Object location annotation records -
···

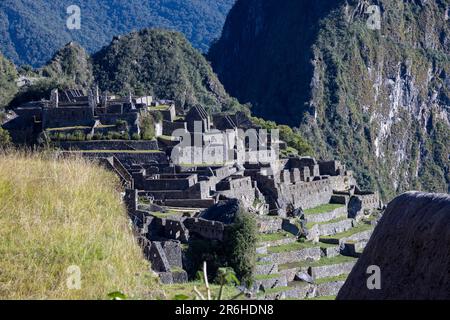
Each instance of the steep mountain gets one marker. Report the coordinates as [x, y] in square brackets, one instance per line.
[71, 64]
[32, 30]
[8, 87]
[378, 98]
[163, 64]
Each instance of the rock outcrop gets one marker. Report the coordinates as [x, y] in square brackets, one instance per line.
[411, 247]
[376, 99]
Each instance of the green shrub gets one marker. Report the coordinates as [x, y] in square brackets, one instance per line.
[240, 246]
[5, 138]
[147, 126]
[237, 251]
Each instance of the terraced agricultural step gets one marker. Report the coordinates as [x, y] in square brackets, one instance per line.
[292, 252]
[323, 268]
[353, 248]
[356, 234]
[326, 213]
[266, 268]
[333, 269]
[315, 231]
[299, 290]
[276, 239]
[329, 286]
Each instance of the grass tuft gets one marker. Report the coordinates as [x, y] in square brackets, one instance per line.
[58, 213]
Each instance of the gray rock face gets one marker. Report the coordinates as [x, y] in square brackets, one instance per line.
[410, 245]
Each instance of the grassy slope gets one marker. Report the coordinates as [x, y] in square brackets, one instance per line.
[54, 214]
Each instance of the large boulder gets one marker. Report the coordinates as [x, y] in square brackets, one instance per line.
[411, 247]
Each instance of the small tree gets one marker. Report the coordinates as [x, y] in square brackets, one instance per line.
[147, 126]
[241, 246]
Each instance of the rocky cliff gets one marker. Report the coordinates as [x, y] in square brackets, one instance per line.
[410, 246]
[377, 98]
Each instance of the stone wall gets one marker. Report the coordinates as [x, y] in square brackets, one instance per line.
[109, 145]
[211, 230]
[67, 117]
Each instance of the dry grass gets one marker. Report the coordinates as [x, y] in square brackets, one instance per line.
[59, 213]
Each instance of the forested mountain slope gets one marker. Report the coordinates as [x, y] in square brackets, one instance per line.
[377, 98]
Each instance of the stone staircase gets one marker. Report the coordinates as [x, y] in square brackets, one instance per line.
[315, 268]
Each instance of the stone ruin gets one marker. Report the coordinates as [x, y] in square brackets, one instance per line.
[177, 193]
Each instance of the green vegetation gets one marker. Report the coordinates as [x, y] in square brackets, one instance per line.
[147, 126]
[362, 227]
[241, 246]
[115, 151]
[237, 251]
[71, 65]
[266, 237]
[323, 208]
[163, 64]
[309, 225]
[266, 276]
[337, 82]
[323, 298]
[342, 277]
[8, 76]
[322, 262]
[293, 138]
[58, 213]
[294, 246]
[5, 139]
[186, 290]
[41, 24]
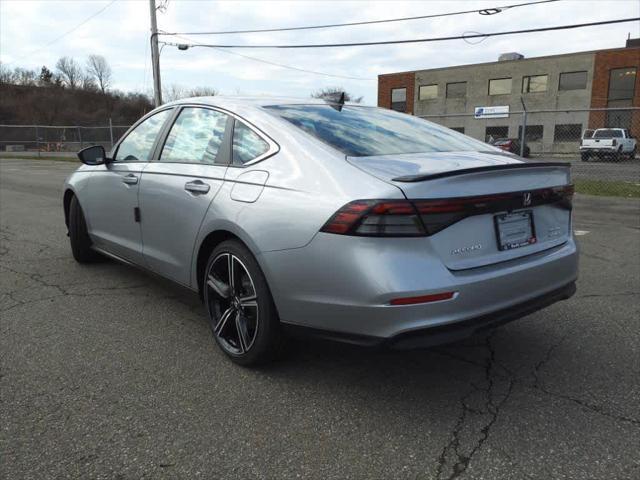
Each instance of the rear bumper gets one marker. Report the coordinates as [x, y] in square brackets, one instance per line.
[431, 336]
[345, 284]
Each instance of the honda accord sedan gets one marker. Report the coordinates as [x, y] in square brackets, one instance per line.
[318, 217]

···

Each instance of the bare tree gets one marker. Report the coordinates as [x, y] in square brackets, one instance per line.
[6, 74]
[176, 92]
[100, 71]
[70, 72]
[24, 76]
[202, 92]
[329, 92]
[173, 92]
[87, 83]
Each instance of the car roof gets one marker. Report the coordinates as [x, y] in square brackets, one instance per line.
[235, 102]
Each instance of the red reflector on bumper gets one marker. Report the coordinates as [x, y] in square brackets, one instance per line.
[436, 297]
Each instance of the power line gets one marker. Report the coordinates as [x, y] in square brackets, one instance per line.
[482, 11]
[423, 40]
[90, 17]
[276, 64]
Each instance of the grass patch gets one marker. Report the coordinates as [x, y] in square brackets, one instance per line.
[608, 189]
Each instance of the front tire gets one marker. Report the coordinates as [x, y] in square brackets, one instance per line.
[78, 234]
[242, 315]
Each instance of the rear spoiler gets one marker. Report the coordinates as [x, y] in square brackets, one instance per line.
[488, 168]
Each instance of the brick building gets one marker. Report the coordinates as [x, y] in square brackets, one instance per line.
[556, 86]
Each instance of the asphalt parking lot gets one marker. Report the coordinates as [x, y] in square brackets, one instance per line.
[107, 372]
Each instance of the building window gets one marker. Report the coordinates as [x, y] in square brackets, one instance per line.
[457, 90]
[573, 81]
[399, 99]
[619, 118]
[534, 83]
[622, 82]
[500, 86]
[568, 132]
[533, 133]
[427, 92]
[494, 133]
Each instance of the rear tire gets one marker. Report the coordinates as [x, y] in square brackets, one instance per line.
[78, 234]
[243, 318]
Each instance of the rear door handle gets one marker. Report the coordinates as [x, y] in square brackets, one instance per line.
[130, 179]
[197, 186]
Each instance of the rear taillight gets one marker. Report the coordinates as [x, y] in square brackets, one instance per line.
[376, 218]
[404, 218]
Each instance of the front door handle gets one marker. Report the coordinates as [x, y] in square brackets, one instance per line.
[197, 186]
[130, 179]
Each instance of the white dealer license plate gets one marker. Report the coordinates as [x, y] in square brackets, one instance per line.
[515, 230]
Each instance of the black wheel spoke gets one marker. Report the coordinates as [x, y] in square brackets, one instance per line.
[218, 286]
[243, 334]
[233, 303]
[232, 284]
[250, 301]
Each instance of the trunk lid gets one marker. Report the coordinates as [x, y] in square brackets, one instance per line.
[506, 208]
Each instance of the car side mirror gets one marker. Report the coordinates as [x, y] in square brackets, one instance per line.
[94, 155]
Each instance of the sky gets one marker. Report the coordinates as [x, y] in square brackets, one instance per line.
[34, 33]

···

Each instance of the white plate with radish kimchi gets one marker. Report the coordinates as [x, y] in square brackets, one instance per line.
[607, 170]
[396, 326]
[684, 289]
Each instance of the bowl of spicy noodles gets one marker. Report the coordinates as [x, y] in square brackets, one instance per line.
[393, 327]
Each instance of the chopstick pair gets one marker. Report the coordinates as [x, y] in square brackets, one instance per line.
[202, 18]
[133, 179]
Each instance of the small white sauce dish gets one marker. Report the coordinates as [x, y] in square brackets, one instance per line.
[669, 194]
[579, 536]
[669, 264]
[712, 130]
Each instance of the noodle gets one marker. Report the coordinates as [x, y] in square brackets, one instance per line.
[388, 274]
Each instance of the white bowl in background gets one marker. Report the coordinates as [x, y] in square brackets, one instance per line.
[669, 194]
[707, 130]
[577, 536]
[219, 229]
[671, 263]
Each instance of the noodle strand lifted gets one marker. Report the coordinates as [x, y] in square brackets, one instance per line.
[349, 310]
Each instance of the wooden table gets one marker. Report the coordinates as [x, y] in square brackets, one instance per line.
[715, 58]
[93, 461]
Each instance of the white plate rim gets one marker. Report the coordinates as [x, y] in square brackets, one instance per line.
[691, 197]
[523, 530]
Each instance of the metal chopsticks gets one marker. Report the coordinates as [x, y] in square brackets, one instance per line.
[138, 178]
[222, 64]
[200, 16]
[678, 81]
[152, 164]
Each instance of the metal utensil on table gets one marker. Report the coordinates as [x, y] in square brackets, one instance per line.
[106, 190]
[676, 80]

···

Collect every line of the records containing the word "rear" and list those lines in the order they appear.

Each instance of the rear bumper gets one marker. Report the coordinates as [x, y] in square brackets, one instance per line.
Each instance of the rear spoiler gets one marker. Report the coordinates as [x, y] in square brackets, one instance per line.
Each instance of the rear tire gets one marker. Report the coordinates as [x, y] in square brackets, one instance per line.
Each instance of the rear door handle gets one marker. Report the coordinates as [x, y] in square brackets, one instance per line.
Each instance of the rear taillight gets one marker. Report the coordinates as [x, y] in square brackets, one instance per line.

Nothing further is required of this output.